*Work to be completed:*
Reproduce each of the following items verbatim.
** START **
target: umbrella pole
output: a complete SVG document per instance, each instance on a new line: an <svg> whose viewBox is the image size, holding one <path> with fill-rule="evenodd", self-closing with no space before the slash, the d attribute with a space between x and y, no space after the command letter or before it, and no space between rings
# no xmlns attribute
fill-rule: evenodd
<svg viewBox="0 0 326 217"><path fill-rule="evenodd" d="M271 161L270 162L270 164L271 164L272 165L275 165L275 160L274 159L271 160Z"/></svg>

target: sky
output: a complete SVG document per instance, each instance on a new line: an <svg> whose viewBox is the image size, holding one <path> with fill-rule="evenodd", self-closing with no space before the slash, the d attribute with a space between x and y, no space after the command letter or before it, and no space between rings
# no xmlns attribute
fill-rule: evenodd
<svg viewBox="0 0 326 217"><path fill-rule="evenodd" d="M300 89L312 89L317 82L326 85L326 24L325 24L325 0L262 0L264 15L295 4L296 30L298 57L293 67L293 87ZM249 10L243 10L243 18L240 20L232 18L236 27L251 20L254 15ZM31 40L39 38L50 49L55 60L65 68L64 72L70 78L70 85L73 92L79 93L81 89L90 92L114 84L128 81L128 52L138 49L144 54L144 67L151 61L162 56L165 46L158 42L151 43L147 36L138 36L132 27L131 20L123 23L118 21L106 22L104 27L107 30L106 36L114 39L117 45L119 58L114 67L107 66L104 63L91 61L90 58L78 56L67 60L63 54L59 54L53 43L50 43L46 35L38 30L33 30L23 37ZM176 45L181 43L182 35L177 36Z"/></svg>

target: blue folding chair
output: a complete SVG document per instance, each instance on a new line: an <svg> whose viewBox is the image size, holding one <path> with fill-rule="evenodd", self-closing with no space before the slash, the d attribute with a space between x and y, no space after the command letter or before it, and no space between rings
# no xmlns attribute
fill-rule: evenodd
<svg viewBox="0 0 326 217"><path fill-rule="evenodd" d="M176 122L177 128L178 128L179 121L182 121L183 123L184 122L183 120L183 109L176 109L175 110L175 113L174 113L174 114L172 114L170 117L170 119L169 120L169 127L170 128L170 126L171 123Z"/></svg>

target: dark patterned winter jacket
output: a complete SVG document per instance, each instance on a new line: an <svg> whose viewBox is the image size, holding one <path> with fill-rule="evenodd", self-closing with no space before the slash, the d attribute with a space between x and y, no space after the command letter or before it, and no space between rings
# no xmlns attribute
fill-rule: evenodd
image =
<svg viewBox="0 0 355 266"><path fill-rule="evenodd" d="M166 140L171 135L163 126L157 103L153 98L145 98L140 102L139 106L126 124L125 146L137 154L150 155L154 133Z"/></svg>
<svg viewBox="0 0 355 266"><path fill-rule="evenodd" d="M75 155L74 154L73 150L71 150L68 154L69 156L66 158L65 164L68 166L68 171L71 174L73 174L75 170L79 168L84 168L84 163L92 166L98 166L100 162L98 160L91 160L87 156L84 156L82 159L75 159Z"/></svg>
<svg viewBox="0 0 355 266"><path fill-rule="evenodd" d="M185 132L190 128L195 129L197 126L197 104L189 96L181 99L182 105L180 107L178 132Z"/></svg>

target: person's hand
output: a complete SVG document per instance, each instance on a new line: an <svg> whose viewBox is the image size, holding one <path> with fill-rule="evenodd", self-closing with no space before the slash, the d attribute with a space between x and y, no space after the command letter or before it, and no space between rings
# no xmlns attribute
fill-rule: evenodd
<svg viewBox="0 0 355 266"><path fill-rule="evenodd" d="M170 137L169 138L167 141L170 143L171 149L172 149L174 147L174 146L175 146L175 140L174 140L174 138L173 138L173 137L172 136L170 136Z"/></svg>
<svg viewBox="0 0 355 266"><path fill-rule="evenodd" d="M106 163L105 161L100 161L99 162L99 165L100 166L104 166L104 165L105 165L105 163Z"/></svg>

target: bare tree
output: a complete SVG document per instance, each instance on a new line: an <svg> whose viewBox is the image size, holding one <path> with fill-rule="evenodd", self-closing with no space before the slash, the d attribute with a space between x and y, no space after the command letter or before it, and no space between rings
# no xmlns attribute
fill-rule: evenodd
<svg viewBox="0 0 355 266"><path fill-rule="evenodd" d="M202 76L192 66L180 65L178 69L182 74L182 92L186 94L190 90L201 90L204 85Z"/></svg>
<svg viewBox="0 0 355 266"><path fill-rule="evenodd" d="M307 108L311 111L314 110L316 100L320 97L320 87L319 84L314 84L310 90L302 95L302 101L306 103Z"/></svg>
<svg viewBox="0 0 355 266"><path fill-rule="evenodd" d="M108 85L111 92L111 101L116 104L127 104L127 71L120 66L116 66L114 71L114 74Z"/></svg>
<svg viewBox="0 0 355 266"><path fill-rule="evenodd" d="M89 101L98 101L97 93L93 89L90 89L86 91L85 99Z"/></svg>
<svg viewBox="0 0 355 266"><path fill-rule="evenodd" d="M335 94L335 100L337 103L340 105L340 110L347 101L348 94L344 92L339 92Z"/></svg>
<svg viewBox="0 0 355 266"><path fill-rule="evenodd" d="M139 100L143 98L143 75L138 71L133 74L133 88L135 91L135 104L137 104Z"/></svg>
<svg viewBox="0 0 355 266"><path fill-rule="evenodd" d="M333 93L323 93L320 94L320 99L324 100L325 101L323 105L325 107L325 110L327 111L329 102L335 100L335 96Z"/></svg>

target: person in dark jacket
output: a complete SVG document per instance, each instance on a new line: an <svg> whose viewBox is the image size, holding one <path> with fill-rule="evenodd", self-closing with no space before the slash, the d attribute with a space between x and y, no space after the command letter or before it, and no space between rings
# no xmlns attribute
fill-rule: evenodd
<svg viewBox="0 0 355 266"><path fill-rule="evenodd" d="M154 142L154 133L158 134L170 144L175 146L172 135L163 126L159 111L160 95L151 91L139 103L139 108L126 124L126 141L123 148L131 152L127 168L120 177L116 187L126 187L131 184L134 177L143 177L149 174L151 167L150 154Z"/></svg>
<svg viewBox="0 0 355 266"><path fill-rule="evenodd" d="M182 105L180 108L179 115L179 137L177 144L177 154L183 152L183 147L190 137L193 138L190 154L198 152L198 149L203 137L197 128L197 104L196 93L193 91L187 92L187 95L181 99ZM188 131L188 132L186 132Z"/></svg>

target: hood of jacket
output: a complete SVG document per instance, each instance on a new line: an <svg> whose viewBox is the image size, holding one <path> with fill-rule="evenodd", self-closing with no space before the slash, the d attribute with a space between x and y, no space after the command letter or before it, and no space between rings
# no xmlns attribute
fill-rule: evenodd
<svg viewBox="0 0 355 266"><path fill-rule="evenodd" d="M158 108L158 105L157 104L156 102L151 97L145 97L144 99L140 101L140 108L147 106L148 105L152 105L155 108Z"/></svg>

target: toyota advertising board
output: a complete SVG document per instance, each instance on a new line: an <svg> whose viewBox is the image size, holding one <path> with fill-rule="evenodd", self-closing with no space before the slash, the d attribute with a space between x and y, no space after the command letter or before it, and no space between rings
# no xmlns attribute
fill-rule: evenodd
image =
** END **
*The reply:*
target: umbrella pole
output: a complete SVG document per instance, each instance on a new line: an <svg> whose viewBox is the image size, holding one <path> with fill-rule="evenodd", self-closing with no space before the slash, the d attribute with a space between x and y, no space after the command letter or before it, and no space between rings
# no xmlns attribute
fill-rule: evenodd
<svg viewBox="0 0 326 217"><path fill-rule="evenodd" d="M271 161L270 162L270 164L271 164L272 165L275 165L275 160L274 159L271 160Z"/></svg>

target: sky
output: a complete SVG document per instance, each instance on a new line: an <svg> whose viewBox is the image size, holding one <path> with fill-rule="evenodd", self-closing with no space before the slash, the d attribute with a space between x and y, no space after the command letter or before it, and no space between rings
# no xmlns attribute
fill-rule: evenodd
<svg viewBox="0 0 326 217"><path fill-rule="evenodd" d="M300 89L312 89L317 82L326 85L326 24L325 24L325 0L262 0L264 15L295 4L296 30L298 57L293 67L293 87ZM249 10L243 10L243 18L240 20L232 18L236 27L251 20L254 15ZM31 40L39 38L50 49L55 60L65 68L64 72L70 78L70 85L73 92L79 93L81 89L90 92L114 84L128 81L128 52L138 49L144 54L144 67L151 61L162 56L165 46L158 42L151 43L147 36L138 36L132 27L131 20L123 23L118 21L106 22L104 27L107 30L106 36L114 39L117 45L119 58L114 67L107 66L104 63L91 61L90 58L78 56L67 60L63 54L59 54L53 43L50 43L46 35L38 30L33 30L23 37ZM176 45L181 43L182 35L177 36Z"/></svg>

target: blue folding chair
output: a complete SVG document per instance, each instance on a new line: an <svg> whose viewBox is the image size, holding one <path> with fill-rule="evenodd", self-closing with no space before the slash, the d attribute with a space between x and y, no space after the command letter or before it, and no space between rings
# no xmlns attribute
fill-rule: evenodd
<svg viewBox="0 0 326 217"><path fill-rule="evenodd" d="M176 122L177 128L178 128L179 121L182 121L183 123L184 122L183 120L183 109L176 109L175 110L175 113L174 113L174 114L172 114L170 117L170 119L169 120L169 127L170 128L170 126L171 123Z"/></svg>

target: dark patterned winter jacket
output: a complete SVG document per instance, each instance on a new line: an <svg> whose viewBox is the image size, holding one <path> with fill-rule="evenodd", self-closing with no space before the slash, the d attribute with a space between x and y, no space after the command letter or before it, and no space between rings
# no xmlns attribute
fill-rule: evenodd
image =
<svg viewBox="0 0 355 266"><path fill-rule="evenodd" d="M166 140L171 135L163 126L157 103L153 98L145 98L140 102L139 106L126 124L125 146L137 154L150 155L154 133Z"/></svg>
<svg viewBox="0 0 355 266"><path fill-rule="evenodd" d="M75 155L74 154L73 150L71 150L68 154L69 156L66 158L65 164L68 166L68 171L71 174L73 174L75 170L79 168L84 168L84 163L92 166L98 166L100 162L98 160L91 160L87 156L84 156L82 159L75 159Z"/></svg>
<svg viewBox="0 0 355 266"><path fill-rule="evenodd" d="M185 132L190 128L195 129L197 126L197 104L189 96L181 99L182 105L180 107L178 132Z"/></svg>

target: person's hand
output: a complete SVG document per instance, each instance on a new line: an <svg> whose viewBox is the image size, holding one <path> with fill-rule="evenodd", self-closing with no space before the slash, the d attribute with a space between x and y, no space after the command letter or before it, and no space between rings
# no xmlns attribute
fill-rule: evenodd
<svg viewBox="0 0 355 266"><path fill-rule="evenodd" d="M170 137L169 138L167 141L170 143L171 149L172 149L174 147L174 146L175 146L175 140L174 140L174 138L173 138L173 137L172 136L170 136Z"/></svg>
<svg viewBox="0 0 355 266"><path fill-rule="evenodd" d="M106 163L105 161L100 161L99 162L99 165L100 166L104 166L104 165L105 165L105 163Z"/></svg>

target: bare tree
output: a complete SVG document per instance, each instance on a new line: an <svg> whose viewBox is the image size, holding one <path> with fill-rule="evenodd", self-closing with no space before the slash, the d attribute with a space between x and y, no space after the command letter or before it, and no space between rings
# no xmlns attribute
fill-rule: evenodd
<svg viewBox="0 0 355 266"><path fill-rule="evenodd" d="M202 76L192 66L180 65L178 69L182 74L182 92L186 94L190 90L201 90L204 85Z"/></svg>
<svg viewBox="0 0 355 266"><path fill-rule="evenodd" d="M307 108L311 111L314 110L316 100L320 97L320 87L319 84L314 84L310 90L302 95L302 101L306 103Z"/></svg>
<svg viewBox="0 0 355 266"><path fill-rule="evenodd" d="M108 85L111 92L111 101L116 104L127 104L127 71L120 66L116 66L114 71L114 74Z"/></svg>
<svg viewBox="0 0 355 266"><path fill-rule="evenodd" d="M89 101L98 101L97 93L93 89L90 89L86 91L85 99Z"/></svg>
<svg viewBox="0 0 355 266"><path fill-rule="evenodd" d="M335 94L335 100L337 103L340 105L340 110L347 101L348 94L344 92L339 92Z"/></svg>
<svg viewBox="0 0 355 266"><path fill-rule="evenodd" d="M139 100L143 98L143 75L138 71L133 74L133 88L135 91L135 104L137 104Z"/></svg>
<svg viewBox="0 0 355 266"><path fill-rule="evenodd" d="M333 93L323 93L320 94L320 99L324 100L325 101L323 105L325 107L325 110L327 111L329 102L335 100L335 96Z"/></svg>

target: person in dark jacket
output: a complete SVG document per instance, each instance on a new line: an <svg> whose viewBox is the image size, holding one <path> with fill-rule="evenodd", self-closing with no space before the slash, the d attribute with a space between x and y, no space after the command letter or before it, and no space between rings
# no xmlns attribute
fill-rule: evenodd
<svg viewBox="0 0 355 266"><path fill-rule="evenodd" d="M154 142L154 133L158 134L170 144L175 146L172 135L163 126L159 111L160 95L151 91L139 103L139 108L126 124L126 141L123 148L131 152L127 168L120 177L116 187L126 187L131 184L134 177L143 177L149 174L151 167L150 154Z"/></svg>
<svg viewBox="0 0 355 266"><path fill-rule="evenodd" d="M182 105L180 108L179 115L179 137L177 144L177 154L183 152L183 147L190 137L193 138L190 154L198 152L198 149L203 137L197 128L197 104L196 93L193 91L187 92L187 95L181 99ZM188 131L188 132L186 132Z"/></svg>

target: hood of jacket
output: a complete SVG document per instance, each instance on a new line: an <svg> whose viewBox is the image size, holding one <path> with fill-rule="evenodd", self-closing with no space before the slash, the d attribute with a space between x and y, no space after the command letter or before it, and no space between rings
# no xmlns attribute
fill-rule: evenodd
<svg viewBox="0 0 355 266"><path fill-rule="evenodd" d="M158 108L158 105L157 104L156 102L151 97L145 97L144 99L140 101L140 108L147 106L148 105L152 105L155 108Z"/></svg>

target: toyota advertising board
output: a complete SVG document per instance, each instance on a new line: an <svg> whose viewBox is the image size, holding one <path> with fill-rule="evenodd", self-closing with no space before the slash, the d attribute with a space between x and y, no space after the command letter or before it, and no space between rings
# no xmlns attribute
fill-rule: evenodd
image =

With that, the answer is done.